- Texto fornecido -

┏━━

[weglot_switcher]

Península Ibérica terá até cinco milhões de veículos elétricos em 2030

A conferência “Building the Future”, da Microsoft, debateu em Lisboa o futuro da mobilidade elétrica, assumindo que durante os próximos dez anos os automóveis vão passar a ser “software com rodas”. O desenvolvimento das comunicações móveis 5G deverá criar um novo ecossistema de serviços que viabilizará a condução autónoma
28 Janeiro 2020, 17h16

A década até 2030 vai consolidar a mobilidade elétrica, prevendo-se que dentro de 10 anos haja entre dois milhões e cinco milhões de veículos elétricos a circular na Península Ibérica, criando um ecossistema em que os automóveis passam a ser “software com rodas” e onde as comunicações em 5G vão viabilizar um conjunto de novos serviços que serão acessíveis via automóvel, numa realidade em que a condução autónoma fará parte do quotidiano. Esta visão foi hoje apresentada em Lisboa, no Pavilhão Carlos Lopes, durante a conferência “Building The Future”, promovida pela Microsoft, no painel “Shaping The Future of Mobility”.

Contando com a participação do Chief Technology Officer da Altran Portugal, Rodrigo Maia, bem como de Nuno Nunes, da Altice, de Miguel Gaspar, da Câmara Municipal de Lisboa, de Vera Pinto Pereira, da EDP, e de Ângelo Ramalho, da Efacec, moderados por Abel Aguiar da Microsoft, as visões de futuro da mobilidade passam por um futuro próximo onde a eletricidade lidera e o ambiente será menos poluído.

Neste painel Rodrigo Maia destacou a importância da alteração de paradigma no desenvolvimento do novo modelo de mobilidade. “Software on wheels” foi a forma expressiva que o responsável pela tecnologia da Altran utilizou para caraterizar o momento vivido, dominado pelas inovações ao nível do software. A sustentabilidade dos novos modelos de mobilidade centram-se nos sistemas de transporte de massas, e nos modos de transporte urbanos, que vão ser o centro das maiores alterações que serão efetuadas no sector dos transportes até 2030 que terão como objetivo disponibilizar modos de transporte mais sustentáveis, menos poluentes, interactivos e inteligentes, como explicou Rodrigo Maia.

┗━━

Registos de um conjunto de dados
┏━━

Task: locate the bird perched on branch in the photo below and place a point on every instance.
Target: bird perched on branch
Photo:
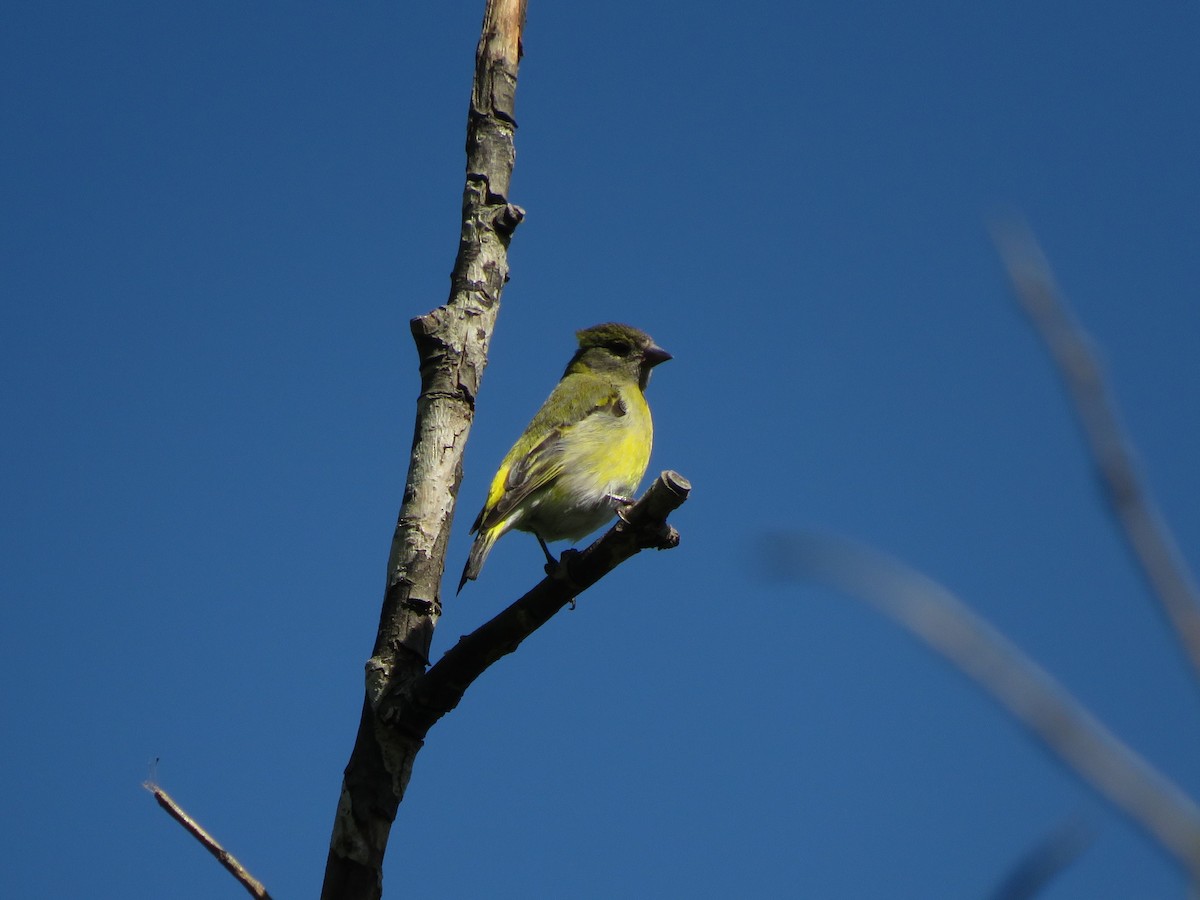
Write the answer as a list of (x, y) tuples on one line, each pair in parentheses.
[(585, 453)]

┗━━

- Tarefas do exercício -
1. De acordo com o texto sobre a mobilidade elétrica, quantos veículos elétricos deverão circular na Península Ibérica em 2030?
2. Organize as linhas dos registos como uma lista JSON de cadeias de caracteres, uma por linha e sem as linhas em branco. Deixe as imagens de fora da resposta.

- Respostas apresentadas -
1. Entre dois milhões e cinco milhões.

2.
[
  "Task: locate the bird perched on branch in the photo below and place a point on every instance.",
  "Target: bird perched on branch",
  "Photo:",
  "Write the answer as a list of (x, y) tuples on one line, each pair in parentheses.",
  "[(585, 453)]"
]